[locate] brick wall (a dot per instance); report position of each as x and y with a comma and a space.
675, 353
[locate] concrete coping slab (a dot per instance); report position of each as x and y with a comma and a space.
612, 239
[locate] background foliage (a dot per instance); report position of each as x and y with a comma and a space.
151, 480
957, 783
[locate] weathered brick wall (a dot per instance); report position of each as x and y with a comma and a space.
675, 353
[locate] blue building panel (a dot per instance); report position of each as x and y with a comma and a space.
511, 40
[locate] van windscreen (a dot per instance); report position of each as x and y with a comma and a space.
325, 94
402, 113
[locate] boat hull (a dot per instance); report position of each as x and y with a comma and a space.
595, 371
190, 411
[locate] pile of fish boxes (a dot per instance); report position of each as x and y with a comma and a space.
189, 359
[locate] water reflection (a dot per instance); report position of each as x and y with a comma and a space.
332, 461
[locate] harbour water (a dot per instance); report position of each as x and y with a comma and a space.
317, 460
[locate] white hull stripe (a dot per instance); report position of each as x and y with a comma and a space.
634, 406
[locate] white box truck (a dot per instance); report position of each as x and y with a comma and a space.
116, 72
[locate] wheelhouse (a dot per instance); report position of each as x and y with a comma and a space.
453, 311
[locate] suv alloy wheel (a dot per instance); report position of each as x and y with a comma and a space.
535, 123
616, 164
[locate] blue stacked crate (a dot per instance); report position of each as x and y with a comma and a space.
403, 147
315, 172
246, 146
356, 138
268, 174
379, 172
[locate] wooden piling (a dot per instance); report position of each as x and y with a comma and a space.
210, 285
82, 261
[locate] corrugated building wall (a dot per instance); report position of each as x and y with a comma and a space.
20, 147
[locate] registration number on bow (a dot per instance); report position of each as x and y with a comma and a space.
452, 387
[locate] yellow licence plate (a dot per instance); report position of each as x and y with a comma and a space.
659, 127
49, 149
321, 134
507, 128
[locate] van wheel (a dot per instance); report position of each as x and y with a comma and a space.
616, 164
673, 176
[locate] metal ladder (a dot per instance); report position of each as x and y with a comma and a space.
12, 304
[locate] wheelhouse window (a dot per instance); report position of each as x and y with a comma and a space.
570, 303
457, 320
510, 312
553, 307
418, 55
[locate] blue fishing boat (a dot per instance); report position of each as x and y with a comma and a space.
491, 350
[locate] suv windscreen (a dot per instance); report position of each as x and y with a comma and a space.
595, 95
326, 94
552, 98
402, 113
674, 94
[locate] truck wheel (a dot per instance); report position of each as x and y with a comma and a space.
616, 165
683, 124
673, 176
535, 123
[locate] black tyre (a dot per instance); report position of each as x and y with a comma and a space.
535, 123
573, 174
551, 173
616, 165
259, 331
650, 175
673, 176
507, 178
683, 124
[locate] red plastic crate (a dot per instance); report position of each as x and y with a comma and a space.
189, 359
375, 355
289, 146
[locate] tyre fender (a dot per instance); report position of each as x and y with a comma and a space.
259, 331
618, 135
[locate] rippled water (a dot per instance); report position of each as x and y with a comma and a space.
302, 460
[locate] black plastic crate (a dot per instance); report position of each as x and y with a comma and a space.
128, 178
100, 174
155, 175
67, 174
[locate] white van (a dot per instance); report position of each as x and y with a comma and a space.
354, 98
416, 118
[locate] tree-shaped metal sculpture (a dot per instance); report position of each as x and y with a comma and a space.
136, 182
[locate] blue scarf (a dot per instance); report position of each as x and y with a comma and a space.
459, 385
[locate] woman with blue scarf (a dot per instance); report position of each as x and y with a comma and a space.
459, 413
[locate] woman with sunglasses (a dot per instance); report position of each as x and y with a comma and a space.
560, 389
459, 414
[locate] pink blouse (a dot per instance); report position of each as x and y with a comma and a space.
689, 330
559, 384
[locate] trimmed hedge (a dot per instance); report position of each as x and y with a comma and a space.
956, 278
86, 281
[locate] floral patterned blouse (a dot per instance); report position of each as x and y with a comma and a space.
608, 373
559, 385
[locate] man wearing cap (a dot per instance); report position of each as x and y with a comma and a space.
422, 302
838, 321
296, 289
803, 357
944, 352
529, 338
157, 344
*-*-*
### Requirement
Without any change, write the listing out again.

### Task output
[locate] brick wall (a dot per instance); report position of each as x and y with a comma and a space.
675, 353
[locate] concrete coping slab (a dot per instance); report position of each as x and y with a comma and a space.
612, 239
[locate] background foliage (a dot per instance); report position of each as x and y with a comma and a space.
151, 480
957, 783
[locate] weathered brick wall (a dot per instance); report position of each as x and y with a comma and a space.
675, 353
[locate] blue building panel (a dot per instance); report position of each as x and y with a comma and a space.
511, 40
[locate] van windscreen (a dot per instance); report position of each as x and y with a comma and a space.
325, 94
402, 113
[locate] boat hull (a dot per instance); report position of each as x and y with a comma and a space.
595, 371
190, 411
[locate] pile of fish boxes (a dot per instance); report position of each as x and y with a comma and a space.
189, 359
[locate] water reflection (a dot per instance); report position of each as x and y with a comma and a space.
332, 461
[locate] harbour water (a dot per instance); report position of each as x and y with a comma and a space.
317, 460
[locate] white hull stripe (a dot per instance); report position of each as x and y with a comma and a space.
634, 406
[locate] white box truck (a dot per instance); report position of each as x and y with a comma and a space.
116, 72
[locate] wheelhouse (a dot per instance); report position of each as x and y with a comma and a space.
453, 311
[locate] suv alloy wheel (a dot per instance); report position of each as x and y with a comma and a space.
535, 123
616, 164
[locate] blue stacked crate (a dot per instance); report position of each as x and y with a comma and a space.
403, 147
315, 172
246, 146
356, 138
268, 174
379, 172
[locate] wooden piling (a dot per instance); report position of each as x and y with a comma and a space.
210, 285
82, 261
[locate] corrugated building wall (a dot per instance); report position of each as x and y with a comma and a space.
20, 147
[locate] registration number on bow (a dot per instance); report position of each as x and y with a comma and a space.
452, 387
[locate] yellow licence plate (a dot per instance); report position of each as x and y with a comma and a space.
659, 127
49, 149
321, 134
507, 128
[locate] van wheel (a dot per instance); report position of each as x and y with a comma and a space.
616, 164
673, 176
[locate] metal ladder (a dot per instance); report position of each as x and y with a comma and a space.
12, 304
[locate] wheelhouse window (a dot per instance); report position of each as x and y with a comma and a space.
570, 303
457, 320
510, 312
553, 307
418, 55
[locate] blue fishing boat (a dot per instance); report position of each as x and y with a comma and a space.
491, 350
[locate] suv windscreen (a dot per instance); report position of each as x and y with a comma and a space.
595, 95
326, 94
552, 98
402, 113
674, 94
[locate] truck wheel (a dot per instance); report position of each as x and y with a comma and a space.
616, 165
683, 124
673, 176
535, 123
[locate] black tyre (a dot per instance); report position of each as x and y with a comma and a space.
535, 123
573, 174
551, 173
616, 165
259, 331
650, 175
673, 176
507, 178
683, 124
[locate] red plastic crate (a dot per instance); report position of each as x and y with a comma and a space.
189, 359
375, 355
289, 146
[locate] tyre fender (a dot per instance); report position of each as x and y with a comma and a space.
259, 331
618, 135
[locate] rippled water (a dot per instance); report position of each as x and y with a comma and a space.
302, 460
[locate] black plastic crate (a dot per instance); report position of each as x and y with a comma and a space.
128, 178
100, 174
155, 175
67, 174
[locate] white van (a dot per instance); report position of each as x and y with a comma and a space.
354, 98
416, 118
[locate] tree-shaped metal sculpture (a dot per instance); report position of each as x and y with a comma and a space.
136, 182
[locate] blue scarf (a dot per instance); report position of each as x and y with a comma and a space.
459, 385
[locate] woman with blue scarf (a dot per instance); report position of each as x and y with a comma and a space.
459, 413
[locate] woman with sunglasses (a dot per instance); report position of each as x and y with a comma and a space.
560, 389
459, 414
[locate] pink blouse (a dot per instance); report position of each as x and y with a comma and a space.
689, 330
559, 384
[locate] trimmed hedge (a dot per instance); report position of each as x and y with a comma and a space.
956, 278
86, 281
[locate] floral patterned blouse (a dot per instance); report position of each as x and y with a comma and a space.
608, 373
559, 385
[locate] man wearing cap (a dot per instance); report position of each as x and y with a comma and a space.
422, 302
838, 321
296, 289
803, 357
944, 352
529, 338
157, 344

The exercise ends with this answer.